- **Texto de lectura**
┌──

Antonio Lorca.- Hubiera sido muy bonito que Ojeador, el toro de Miura que cerraba la muy larga Feria de San Isidro, se hubiera comportado como lo que pareció en el tercio de varas, bravo y encastado. Pero todo quedó en un sueño. Hubo alegría, es verdad, pero entrecortada por la ausencia de calidad y recorrido, de clase en una palabra, en el último tercio.
Ojeador ofreció unas migajas, y el aficionado taurino está tan acostumbrado a la mesa limpia que quedó maravillado. Poco y vistoso, más que bueno.
Era el sexto toro de la tarde. A esas alturas dolía ya el alma después de tantos festejos insulsos y una corrida decepcionante por su escasísimo juego. Toros, todos ellos, de cuello largo, como determina la estirpe, mansos, de cortísima embestida, muy blandos, con la cara por las nubes, sin clase alguna. Algunos, como el tercero y el quinto, prácticamente ilidiables con la muleta.

└──

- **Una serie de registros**

┌──

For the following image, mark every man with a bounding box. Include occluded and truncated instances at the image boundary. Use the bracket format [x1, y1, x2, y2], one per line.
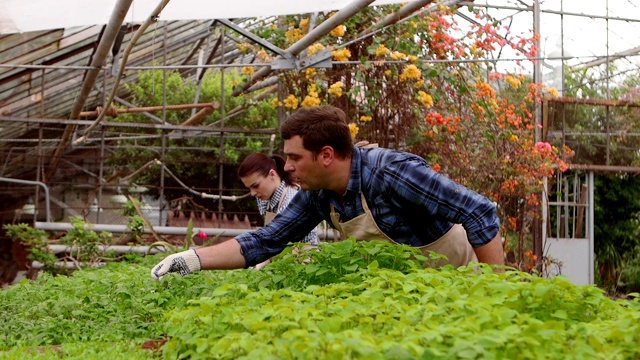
[151, 106, 504, 279]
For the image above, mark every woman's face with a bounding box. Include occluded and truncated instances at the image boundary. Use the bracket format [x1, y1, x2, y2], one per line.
[240, 170, 281, 200]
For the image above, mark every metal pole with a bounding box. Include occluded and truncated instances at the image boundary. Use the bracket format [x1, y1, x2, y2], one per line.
[45, 0, 133, 180]
[0, 177, 51, 222]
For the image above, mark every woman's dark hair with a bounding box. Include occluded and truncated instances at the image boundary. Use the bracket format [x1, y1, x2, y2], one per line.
[280, 105, 353, 159]
[238, 153, 292, 185]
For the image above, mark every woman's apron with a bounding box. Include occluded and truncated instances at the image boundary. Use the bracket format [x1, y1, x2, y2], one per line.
[255, 186, 288, 270]
[330, 193, 478, 268]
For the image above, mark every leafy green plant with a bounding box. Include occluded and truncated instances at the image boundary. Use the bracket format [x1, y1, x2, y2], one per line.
[0, 240, 640, 359]
[122, 197, 145, 242]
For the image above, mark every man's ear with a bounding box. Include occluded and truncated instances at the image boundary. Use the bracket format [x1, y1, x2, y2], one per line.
[320, 145, 335, 166]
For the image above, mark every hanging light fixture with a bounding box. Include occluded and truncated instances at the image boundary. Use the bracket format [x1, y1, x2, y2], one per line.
[22, 196, 36, 215]
[109, 187, 129, 205]
[128, 184, 149, 194]
[89, 198, 102, 212]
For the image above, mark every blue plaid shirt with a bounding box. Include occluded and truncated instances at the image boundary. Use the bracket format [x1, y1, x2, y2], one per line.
[236, 147, 500, 266]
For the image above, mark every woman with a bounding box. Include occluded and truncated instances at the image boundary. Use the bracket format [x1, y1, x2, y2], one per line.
[238, 153, 319, 269]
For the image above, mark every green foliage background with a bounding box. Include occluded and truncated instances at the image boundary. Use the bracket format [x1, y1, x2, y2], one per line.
[0, 239, 640, 359]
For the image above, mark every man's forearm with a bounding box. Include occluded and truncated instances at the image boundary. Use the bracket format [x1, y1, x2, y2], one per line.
[473, 232, 504, 265]
[196, 239, 246, 270]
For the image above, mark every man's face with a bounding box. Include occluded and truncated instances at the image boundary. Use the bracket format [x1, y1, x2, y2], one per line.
[284, 135, 322, 190]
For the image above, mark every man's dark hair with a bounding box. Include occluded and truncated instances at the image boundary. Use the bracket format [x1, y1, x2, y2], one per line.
[280, 105, 353, 159]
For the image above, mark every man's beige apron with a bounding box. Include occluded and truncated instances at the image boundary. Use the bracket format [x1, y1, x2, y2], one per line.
[330, 193, 478, 268]
[255, 186, 288, 270]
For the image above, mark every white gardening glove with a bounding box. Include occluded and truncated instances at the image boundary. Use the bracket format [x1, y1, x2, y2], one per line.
[151, 249, 202, 280]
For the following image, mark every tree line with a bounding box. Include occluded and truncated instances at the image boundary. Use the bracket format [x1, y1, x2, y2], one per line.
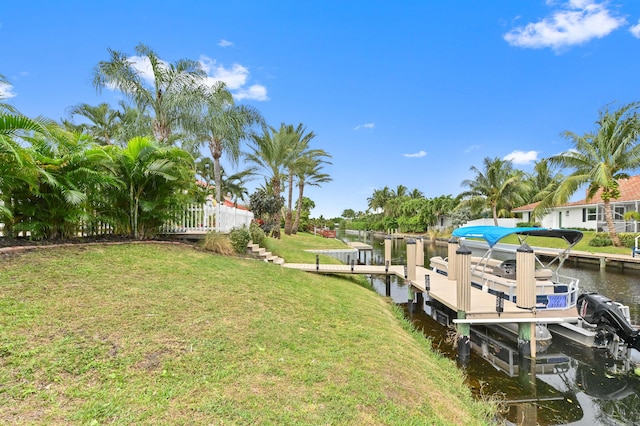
[342, 102, 640, 247]
[0, 44, 331, 239]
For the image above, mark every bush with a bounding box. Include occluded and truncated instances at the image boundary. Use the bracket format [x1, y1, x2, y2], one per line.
[618, 232, 640, 248]
[589, 232, 613, 247]
[249, 222, 267, 246]
[516, 222, 540, 228]
[229, 226, 251, 254]
[202, 231, 234, 256]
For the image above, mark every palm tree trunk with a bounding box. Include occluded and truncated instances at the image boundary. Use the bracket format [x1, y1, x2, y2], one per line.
[271, 176, 281, 239]
[209, 138, 222, 203]
[284, 171, 293, 235]
[291, 183, 304, 234]
[604, 200, 622, 247]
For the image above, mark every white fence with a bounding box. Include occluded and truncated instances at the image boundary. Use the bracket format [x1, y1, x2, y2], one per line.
[161, 203, 253, 234]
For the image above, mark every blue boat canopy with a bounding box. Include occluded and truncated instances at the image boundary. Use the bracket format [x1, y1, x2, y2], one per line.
[453, 226, 582, 247]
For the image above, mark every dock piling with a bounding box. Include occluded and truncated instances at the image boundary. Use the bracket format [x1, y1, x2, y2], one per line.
[458, 245, 471, 366]
[516, 244, 536, 358]
[406, 238, 417, 283]
[416, 237, 424, 266]
[384, 235, 392, 265]
[447, 238, 458, 281]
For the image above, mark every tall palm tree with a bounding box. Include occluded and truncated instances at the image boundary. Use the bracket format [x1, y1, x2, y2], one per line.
[193, 86, 264, 202]
[221, 167, 256, 206]
[14, 128, 115, 239]
[93, 44, 206, 144]
[393, 185, 409, 197]
[246, 124, 296, 238]
[525, 158, 564, 220]
[69, 103, 120, 145]
[105, 137, 195, 239]
[544, 102, 640, 247]
[284, 123, 316, 235]
[407, 188, 424, 199]
[0, 112, 50, 226]
[291, 150, 333, 234]
[460, 157, 529, 226]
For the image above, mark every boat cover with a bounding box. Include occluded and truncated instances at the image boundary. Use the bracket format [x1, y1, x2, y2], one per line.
[453, 225, 582, 247]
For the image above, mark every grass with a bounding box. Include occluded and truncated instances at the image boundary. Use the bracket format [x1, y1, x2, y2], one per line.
[0, 241, 493, 425]
[264, 232, 349, 263]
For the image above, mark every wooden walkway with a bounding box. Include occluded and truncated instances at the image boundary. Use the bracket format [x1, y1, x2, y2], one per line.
[282, 263, 578, 324]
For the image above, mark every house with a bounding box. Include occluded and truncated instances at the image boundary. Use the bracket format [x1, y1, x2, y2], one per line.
[512, 175, 640, 232]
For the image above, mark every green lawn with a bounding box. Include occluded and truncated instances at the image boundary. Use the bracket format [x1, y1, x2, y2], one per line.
[0, 241, 492, 425]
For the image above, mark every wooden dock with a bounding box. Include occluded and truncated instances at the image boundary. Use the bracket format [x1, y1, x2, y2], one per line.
[283, 263, 578, 324]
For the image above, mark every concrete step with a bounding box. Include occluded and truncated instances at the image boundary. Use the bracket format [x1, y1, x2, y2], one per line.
[247, 242, 284, 265]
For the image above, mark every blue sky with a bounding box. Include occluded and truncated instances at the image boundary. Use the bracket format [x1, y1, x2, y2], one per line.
[0, 0, 640, 218]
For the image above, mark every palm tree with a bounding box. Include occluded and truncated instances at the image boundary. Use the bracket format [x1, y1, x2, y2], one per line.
[93, 44, 206, 144]
[193, 86, 264, 203]
[525, 158, 564, 220]
[543, 102, 640, 247]
[460, 157, 529, 226]
[0, 112, 48, 228]
[284, 123, 316, 235]
[291, 150, 333, 234]
[14, 128, 115, 239]
[107, 137, 195, 239]
[246, 124, 296, 238]
[69, 103, 120, 145]
[220, 167, 256, 206]
[392, 185, 409, 197]
[408, 188, 424, 199]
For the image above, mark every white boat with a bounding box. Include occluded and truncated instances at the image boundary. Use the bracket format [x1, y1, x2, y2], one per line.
[430, 226, 640, 348]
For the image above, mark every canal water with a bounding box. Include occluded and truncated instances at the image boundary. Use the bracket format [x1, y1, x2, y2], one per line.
[338, 233, 640, 426]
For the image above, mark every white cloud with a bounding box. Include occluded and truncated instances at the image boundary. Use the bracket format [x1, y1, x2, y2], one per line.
[504, 151, 538, 164]
[233, 84, 269, 101]
[200, 55, 269, 101]
[353, 123, 376, 130]
[504, 0, 626, 51]
[129, 56, 162, 83]
[402, 151, 427, 158]
[0, 83, 16, 99]
[629, 19, 640, 38]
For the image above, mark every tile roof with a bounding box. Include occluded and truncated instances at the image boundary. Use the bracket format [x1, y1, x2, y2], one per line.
[512, 175, 640, 212]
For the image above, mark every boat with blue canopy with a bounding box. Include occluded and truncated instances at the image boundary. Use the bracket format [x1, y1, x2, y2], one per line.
[430, 226, 640, 348]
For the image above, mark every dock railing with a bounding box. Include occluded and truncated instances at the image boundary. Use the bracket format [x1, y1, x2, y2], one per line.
[161, 203, 253, 234]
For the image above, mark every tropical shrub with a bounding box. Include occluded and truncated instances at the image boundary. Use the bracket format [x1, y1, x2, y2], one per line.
[249, 222, 267, 246]
[589, 232, 613, 247]
[618, 232, 640, 248]
[229, 226, 251, 254]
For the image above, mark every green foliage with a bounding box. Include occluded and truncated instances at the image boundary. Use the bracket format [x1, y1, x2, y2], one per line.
[589, 233, 613, 247]
[229, 226, 251, 254]
[202, 231, 235, 256]
[249, 222, 267, 246]
[618, 232, 640, 248]
[249, 188, 284, 233]
[516, 222, 540, 228]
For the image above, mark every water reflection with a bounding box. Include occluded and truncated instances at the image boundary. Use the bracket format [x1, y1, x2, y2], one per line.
[341, 231, 640, 425]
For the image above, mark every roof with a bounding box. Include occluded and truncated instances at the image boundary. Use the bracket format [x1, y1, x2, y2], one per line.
[452, 226, 582, 247]
[512, 175, 640, 212]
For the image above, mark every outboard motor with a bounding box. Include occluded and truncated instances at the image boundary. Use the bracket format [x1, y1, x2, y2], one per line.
[493, 259, 516, 280]
[578, 293, 640, 350]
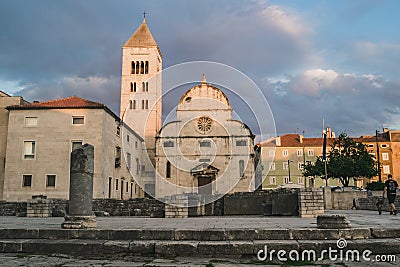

└──

- **Tarea breve**
Según la crónica taurina del texto de lectura, ¿qué lugar ocupaba Ojeador entre los toros de la tarde?

- **Resultado del ejercicio**
Era el sexto toro de la tarde.